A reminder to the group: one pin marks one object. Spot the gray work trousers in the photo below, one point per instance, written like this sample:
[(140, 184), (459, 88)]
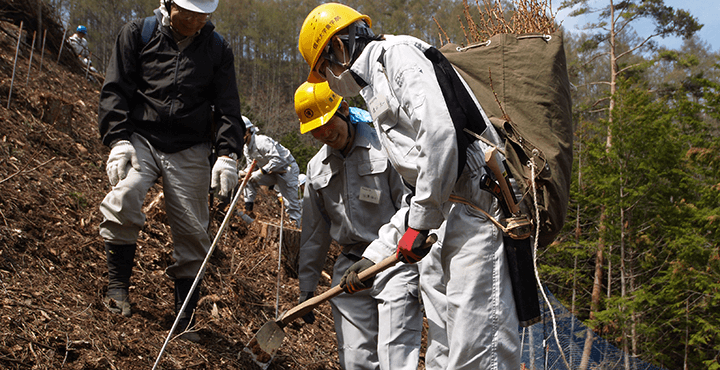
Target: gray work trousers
[(379, 328), (186, 182)]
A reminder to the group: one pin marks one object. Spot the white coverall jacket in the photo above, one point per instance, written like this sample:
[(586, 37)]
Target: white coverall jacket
[(466, 285), (348, 200), (280, 168), (79, 45)]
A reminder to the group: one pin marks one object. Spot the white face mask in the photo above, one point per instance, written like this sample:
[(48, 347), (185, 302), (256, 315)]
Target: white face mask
[(344, 85)]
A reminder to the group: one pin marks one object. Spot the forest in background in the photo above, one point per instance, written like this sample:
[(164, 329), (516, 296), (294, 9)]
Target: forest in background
[(639, 259)]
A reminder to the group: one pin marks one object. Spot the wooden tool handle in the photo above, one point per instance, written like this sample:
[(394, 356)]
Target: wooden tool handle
[(307, 306)]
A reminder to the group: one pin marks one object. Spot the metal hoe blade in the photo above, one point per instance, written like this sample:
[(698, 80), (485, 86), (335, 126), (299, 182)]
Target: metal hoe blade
[(267, 340)]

□ □ □ □ □

▸ **Set problem**
Copy out every item above with "Target" changed to "Object" throughout and everything else left unchanged, omitting the pictures.

▸ **Result of the exercise**
A reminder to the group: one pin marks one object. Spot the gray work trousers in the photo below, one point per instance, written like this sample:
[(140, 184), (459, 88)]
Object: gray work trousers
[(379, 328), (186, 182)]
A reminder to the group: one pin marks one object. Spot the white coverall jacket in the photo above, one point per instance, written like this sample:
[(586, 37)]
Object: white coverall jacket
[(466, 285), (348, 200), (280, 168), (79, 45)]
A reminder to the group: one pin marks one object. Spot the white face mask in the photo above, one point per instance, written like this sample:
[(48, 347), (185, 302), (256, 315)]
Object: white face mask
[(344, 85)]
A reminder to the group: one pin marks one object. Spot the forest in background in the photo above, one point per instance, written like this sample:
[(164, 329), (516, 296), (294, 9)]
Object: forest in background
[(639, 259)]
A reminder to the group: one pin marks one object. Spot the wooden tool handle in the photo above, one point per instance, written like this sample:
[(394, 356)]
Object: wooden tool handle
[(307, 306)]
A reminder to the group: one pin marks one object. Spot the metal hoe blade in the photo above, one point per instance, written like this sample:
[(698, 80), (485, 86), (335, 126), (299, 182)]
Object: metal hoe blade
[(267, 340)]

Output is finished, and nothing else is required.